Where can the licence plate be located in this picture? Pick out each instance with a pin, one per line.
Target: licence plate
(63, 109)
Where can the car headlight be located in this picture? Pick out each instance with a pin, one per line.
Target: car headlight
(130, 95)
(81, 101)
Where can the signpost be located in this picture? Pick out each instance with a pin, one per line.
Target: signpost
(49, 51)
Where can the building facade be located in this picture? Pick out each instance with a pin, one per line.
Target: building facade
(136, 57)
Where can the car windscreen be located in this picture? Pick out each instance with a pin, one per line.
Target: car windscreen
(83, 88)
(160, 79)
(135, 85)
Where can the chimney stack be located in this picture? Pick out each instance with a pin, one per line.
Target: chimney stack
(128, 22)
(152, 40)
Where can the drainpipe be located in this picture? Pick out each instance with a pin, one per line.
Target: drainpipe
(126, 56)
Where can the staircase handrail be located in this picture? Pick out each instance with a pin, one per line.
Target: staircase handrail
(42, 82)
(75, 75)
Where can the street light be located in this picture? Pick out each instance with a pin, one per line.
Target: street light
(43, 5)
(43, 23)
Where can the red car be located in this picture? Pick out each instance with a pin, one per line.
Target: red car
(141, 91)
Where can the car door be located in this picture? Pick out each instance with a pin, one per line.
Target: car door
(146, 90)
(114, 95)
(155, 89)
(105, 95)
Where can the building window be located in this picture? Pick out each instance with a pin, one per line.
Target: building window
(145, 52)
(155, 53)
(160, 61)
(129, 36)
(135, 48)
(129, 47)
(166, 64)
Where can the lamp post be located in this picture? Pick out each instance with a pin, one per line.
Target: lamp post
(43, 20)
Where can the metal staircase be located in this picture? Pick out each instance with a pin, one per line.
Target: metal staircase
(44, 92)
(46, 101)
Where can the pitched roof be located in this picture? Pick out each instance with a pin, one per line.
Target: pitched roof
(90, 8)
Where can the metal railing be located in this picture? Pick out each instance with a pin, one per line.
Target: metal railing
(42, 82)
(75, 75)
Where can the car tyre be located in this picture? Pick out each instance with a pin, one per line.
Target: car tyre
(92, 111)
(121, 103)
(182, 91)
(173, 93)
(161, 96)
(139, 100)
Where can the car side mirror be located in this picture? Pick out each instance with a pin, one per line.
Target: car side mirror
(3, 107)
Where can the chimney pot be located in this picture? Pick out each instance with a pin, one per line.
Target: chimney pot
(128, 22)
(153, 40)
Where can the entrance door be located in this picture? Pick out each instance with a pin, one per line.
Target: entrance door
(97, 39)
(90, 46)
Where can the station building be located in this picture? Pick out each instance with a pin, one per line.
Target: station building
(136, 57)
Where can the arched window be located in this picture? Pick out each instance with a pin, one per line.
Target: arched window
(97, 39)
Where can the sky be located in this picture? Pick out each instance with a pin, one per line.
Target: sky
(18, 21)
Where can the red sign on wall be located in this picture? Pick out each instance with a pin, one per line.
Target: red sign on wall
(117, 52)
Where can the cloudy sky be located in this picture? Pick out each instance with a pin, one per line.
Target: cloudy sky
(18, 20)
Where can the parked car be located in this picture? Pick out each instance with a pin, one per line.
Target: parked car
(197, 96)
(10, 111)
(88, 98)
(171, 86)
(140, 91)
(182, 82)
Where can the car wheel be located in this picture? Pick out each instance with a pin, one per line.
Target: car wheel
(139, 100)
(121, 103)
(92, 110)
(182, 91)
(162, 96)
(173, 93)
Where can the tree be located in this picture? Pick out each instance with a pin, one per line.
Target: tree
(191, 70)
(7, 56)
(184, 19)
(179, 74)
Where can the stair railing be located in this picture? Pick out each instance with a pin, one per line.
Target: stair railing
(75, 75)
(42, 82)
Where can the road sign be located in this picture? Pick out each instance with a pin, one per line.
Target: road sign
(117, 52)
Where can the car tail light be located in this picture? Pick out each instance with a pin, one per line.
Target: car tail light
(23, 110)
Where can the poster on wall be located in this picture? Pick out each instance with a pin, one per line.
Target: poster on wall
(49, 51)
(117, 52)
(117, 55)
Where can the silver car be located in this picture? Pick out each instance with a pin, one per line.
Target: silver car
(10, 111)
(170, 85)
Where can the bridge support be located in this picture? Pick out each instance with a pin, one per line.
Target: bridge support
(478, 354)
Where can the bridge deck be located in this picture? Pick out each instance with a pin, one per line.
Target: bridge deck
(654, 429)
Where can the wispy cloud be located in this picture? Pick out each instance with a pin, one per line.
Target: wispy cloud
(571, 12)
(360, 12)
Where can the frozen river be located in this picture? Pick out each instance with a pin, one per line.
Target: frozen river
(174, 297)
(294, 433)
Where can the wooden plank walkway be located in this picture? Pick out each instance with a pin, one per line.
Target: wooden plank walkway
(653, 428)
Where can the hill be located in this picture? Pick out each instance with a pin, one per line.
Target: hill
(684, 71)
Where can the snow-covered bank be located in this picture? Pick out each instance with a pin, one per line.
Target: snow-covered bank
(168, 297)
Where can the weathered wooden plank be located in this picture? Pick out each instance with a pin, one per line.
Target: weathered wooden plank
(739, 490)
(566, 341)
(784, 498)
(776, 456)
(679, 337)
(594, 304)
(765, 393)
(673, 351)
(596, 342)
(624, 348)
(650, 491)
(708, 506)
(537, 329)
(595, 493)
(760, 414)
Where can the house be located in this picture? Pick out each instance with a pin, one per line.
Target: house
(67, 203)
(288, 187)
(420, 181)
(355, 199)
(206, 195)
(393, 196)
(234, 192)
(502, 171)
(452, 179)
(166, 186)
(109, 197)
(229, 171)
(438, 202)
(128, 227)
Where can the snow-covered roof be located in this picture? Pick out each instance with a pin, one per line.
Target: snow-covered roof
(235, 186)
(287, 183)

+++

Problem:
Taking the line that contains "Where can the hill" as the first and the last line of the material as the final one, transcribe that span exactly and include nothing else.

Answer box:
Where can the hill be located in this picture? Pick out each instance with a pin, one per line.
Target: hill
(684, 71)
Where can the snow-covered bank be located in this picture? Pick out each instance with a pin, one per line.
Target: snow-covered bank
(168, 297)
Where can the weathered wooden plank be located in this picture? Pick out each instance with a pin, one per line.
Target: weathered wooden plank
(739, 490)
(566, 341)
(784, 498)
(776, 456)
(679, 337)
(594, 304)
(765, 393)
(673, 351)
(596, 342)
(624, 348)
(650, 491)
(708, 506)
(537, 329)
(595, 493)
(760, 414)
Where can the house be located in this picture? Pick out each instance with a pin, one per line.
Target: house
(67, 203)
(288, 187)
(420, 181)
(355, 199)
(206, 195)
(393, 196)
(234, 192)
(502, 171)
(452, 179)
(166, 186)
(109, 197)
(229, 171)
(438, 202)
(128, 227)
Where can the snow-covered roof be located in this picture? Pick out each instance with a pin, one per line.
Target: snow-covered roof
(235, 186)
(287, 183)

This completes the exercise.